"The water came in the afternoon," said Lilian Kumbula, one of more than 1200 people displaced by flooding in the village of Chiso in Manicaland. "We closed up our houses so that water wouldn't wash away our things. When we came back, our food was gone, our animals were gone, our homes were gone. Everything is gone."
With an estimated 96,000 people displaced in Zimbabwe in the wake of tropical storm Eline, Catholic Relief Services was quick to respond to the disaster. Working through the Catholic Development Commission (CADEC), Catholic Relief Services' local partner agency in the affected region, CRS contributed $10,000 immediately, followed quickly by another $200,000 for short term and long term recovery.
The greatest damage in Zimbabwe occurred in four of the country's easternmost provinces, an area bordering Mozambique to the east and sandwiched between the Save River to the north and the Limpopo River to the south. Tropical storm Eline brought with it massive rainfall, with some areas receiving more rain in one week than would normally fall in an entire year. Beneath such an onslaught, both rivers and their tributaries quickly overran their banks, destroying crops and homes along the river and washing away roads, bridges and causeways. An estimated 125 people were killed.
----
Problems to work on:
1. Summarize the passage on flooding in Zimbabwe in two sentences.
2. Resume the passage on flooding in Zimbabwe, picking up after its last sentence.
None of the rows that come next are needed here.

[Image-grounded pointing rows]
----
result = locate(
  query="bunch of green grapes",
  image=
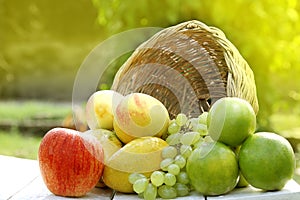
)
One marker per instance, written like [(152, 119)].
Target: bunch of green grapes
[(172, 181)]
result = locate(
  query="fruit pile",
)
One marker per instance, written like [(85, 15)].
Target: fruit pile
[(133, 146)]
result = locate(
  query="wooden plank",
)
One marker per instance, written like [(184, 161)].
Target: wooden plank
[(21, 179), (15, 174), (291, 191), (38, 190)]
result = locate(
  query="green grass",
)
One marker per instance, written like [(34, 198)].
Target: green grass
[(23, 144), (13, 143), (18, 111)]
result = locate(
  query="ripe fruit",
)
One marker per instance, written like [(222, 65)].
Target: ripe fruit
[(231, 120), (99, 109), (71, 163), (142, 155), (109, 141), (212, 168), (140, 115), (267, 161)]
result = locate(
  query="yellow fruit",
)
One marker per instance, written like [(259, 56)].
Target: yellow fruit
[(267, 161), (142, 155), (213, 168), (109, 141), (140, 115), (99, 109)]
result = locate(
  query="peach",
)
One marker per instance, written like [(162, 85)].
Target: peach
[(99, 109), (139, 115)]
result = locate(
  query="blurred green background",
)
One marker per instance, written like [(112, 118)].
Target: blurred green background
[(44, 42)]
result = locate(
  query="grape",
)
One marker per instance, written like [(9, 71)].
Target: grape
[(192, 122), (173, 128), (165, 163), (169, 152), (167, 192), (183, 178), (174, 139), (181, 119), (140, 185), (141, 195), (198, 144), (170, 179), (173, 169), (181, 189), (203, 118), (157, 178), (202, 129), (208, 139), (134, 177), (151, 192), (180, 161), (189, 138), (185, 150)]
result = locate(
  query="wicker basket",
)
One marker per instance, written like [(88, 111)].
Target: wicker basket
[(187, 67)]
----
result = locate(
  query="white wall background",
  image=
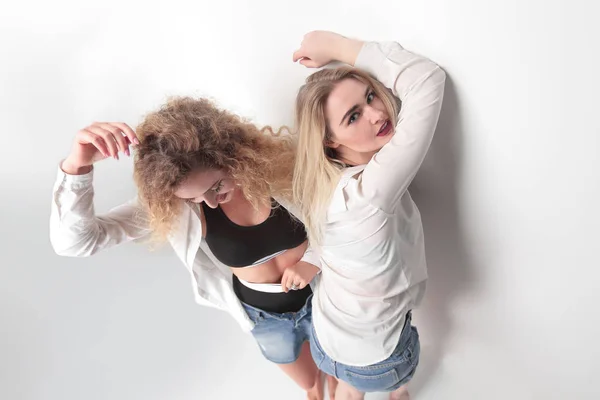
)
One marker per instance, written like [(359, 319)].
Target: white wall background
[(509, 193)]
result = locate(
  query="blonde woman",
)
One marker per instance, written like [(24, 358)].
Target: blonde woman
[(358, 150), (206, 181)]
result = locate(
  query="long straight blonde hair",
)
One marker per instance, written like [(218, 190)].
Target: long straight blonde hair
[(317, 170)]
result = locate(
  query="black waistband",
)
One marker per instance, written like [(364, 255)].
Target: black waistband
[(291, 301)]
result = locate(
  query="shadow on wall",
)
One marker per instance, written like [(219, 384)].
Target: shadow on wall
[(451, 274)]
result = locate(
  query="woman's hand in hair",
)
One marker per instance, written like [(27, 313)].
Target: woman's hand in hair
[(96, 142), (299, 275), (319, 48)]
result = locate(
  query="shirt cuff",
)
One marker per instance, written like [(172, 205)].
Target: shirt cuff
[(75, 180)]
----
Exercise answers:
1. Tropical storm Eline displaced an estimated 96,000 people in Zimbabwe, and Catholic Relief Services responded through its local partner CADEC with $10,000 at once and another $200,000 for recovery. The worst damage was in four eastern provinces, where massive rainfall sent the Save and Limpopo rivers and their tributaries over their banks, destroying crops, homes, roads and bridges and killing an estimated 125 people.

2.
In response to the need, Catholic Relief Services concentrated its efforts in Manicaland, one of the four provinces hit hardest by the flooding and home to an estimated 30,000 people directly affected by the storm. With many having lost their homes, and with large stocks of government food available throughout the country, Catholic Relief Services focused on distributing non-food items, including blankets, soap shelter material and cooking utensils.
Yet despite the arrival of international aid, many of those in the wake of the storm still face difficulties. Many roads and bridges in the provinces have been destroyed, hampering relief efforts. To compound the difficulties, a critical fuel shortage has nearly crippled Zimbabwe - the result of mismanagement of state-controlled fuel company.
"Most of our problems stem from damaged infrastructure," explained the District Administrator for the Chimanimani District. "The biggest problem right now though is the shortage of diesel and petrol. We have not been able to reach all of the affected areas because we don't have enough fuel."
The receding waters have also given rise to other problems as well. Stagnant water has created vast breeding grounds for mosquitoes, and the incidence of malaria has already risen dramatically. Additionally, unclean drinking water brings with it the added threat of a cholera outbreak.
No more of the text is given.